SELECTED EXCERPT:
--------
His country was prepared to go further, towards deeper cuts in nuclear arsenals, he continued. However, at present there was a possibility of missing the historic chance to achieve real nuclear disarmament if the cornerstone of strategic stability in the world –- the ABM Treaty –- were to be destroyed. Such a possibility had become quite real, given plans declared by the United States to deploy a national ABM system prohibited by that Treaty. The collapse of the ABM Treaty would undermine the entirety of disarmament agreements concluded over the last 30 years. Compliance with the ABM Treaty in its present form, without any modifications, was a prerequisite for further negotiations on nuclear disarmament in accordance with article VI of the NPT. It affected the national security interests of every State and of the international community as a whole.

Russia was prepared to engage in the broadest consultations with the United States and on a multilateral level to deal with missile threats and proliferation without breaking the ABM Treaty. The Russian initiative to establish a global missile and missile technologies non-proliferation control system served that very purpose. It was launched last month at the Moscow International Expert Meeting.

He said that it was necessary to further reduce nuclear weapons and take common action against the threat of missile proliferation. Also, the task of ensuring universality of the Treaty remained very urgent, as was the goal of establishing nuclear-weapon-free zones. He hoped that common sense would prevail as far as the Conference on Disarmament was concerned, and that the Conference would resume its constructive work. Russia supported the IAEA safeguards as an effective instrument of control.

OLEXANDR CHALYI, First Deputy Minister for Foreign Affairs of Ukraine, said his country had made a significant reduction in strategic armaments deployed in its territory -- 77 per cent of the total number of its strategic offensive arms were already eliminated under the START I Treaty. At present, Ukraine had embarked upon the third and final phase of reducing its strategic arms, which would be completed by December 2001. It was now imperative to ensure the implementation of START II and to resume talks on START III.

He said progress in ensuring the universality of the NPT up until now could be seen more in terms of quality than quantity. The fundamental principle of non- proliferation had been undermined by developments in South Asia, and challenged by States not yet parties to the Treaty who possessed unsafeguarded nuclear facilities. It was imperative that those States accede to the NPT without delay and put their nuclear objects under IAEA safeguards. It was also discouraging to note that negotiations on the fissile material cut-off treaty had not moved forward. Immediate commencement of those negotiations was the next necessary step.
--------
ENTRIES SUPPLIED:
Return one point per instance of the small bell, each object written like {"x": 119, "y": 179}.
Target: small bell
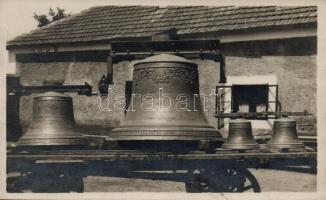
{"x": 285, "y": 135}
{"x": 53, "y": 122}
{"x": 240, "y": 136}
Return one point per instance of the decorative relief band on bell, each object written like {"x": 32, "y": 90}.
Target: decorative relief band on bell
{"x": 165, "y": 75}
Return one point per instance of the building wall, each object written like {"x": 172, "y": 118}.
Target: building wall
{"x": 296, "y": 76}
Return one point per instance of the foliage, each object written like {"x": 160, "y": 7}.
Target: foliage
{"x": 53, "y": 15}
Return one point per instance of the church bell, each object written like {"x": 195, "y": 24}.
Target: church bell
{"x": 163, "y": 105}
{"x": 53, "y": 122}
{"x": 240, "y": 136}
{"x": 285, "y": 135}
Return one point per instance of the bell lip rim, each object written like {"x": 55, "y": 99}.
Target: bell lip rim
{"x": 183, "y": 62}
{"x": 240, "y": 146}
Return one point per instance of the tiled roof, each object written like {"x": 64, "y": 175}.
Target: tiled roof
{"x": 113, "y": 22}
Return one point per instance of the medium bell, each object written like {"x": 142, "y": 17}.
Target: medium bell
{"x": 53, "y": 122}
{"x": 164, "y": 106}
{"x": 240, "y": 136}
{"x": 285, "y": 135}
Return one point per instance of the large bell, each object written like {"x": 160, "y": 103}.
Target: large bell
{"x": 155, "y": 113}
{"x": 285, "y": 135}
{"x": 53, "y": 122}
{"x": 240, "y": 136}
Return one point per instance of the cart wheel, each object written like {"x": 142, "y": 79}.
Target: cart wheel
{"x": 222, "y": 180}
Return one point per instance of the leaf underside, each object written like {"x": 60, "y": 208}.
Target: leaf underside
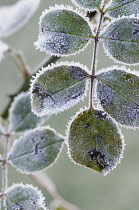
--------
WHAT THIS EXERCISE ASKS:
a – Retype the passage of the nuclear disarmament text that starts with "He said that" and goes on through "instrument of control.", word for word.
b – Pull out every line of the records that contains the string "underside".

TASK-BY-TASK RESULTS:
a –
He said that it was necessary to further reduce nuclear weapons and take common action against the threat of missile proliferation. Also, the task of ensuring universality of the Treaty remained very urgent, as was the goal of establishing nuclear-weapon-free zones. He hoped that common sense would prevail as far as the Conference on Disarmament was concerned, and that the Conference would resume its constructive work. Russia supported the IAEA safeguards as an effective instrument of control.

b –
Return one point per instance of the leaf underside, each object written like {"x": 60, "y": 208}.
Target: leaf underside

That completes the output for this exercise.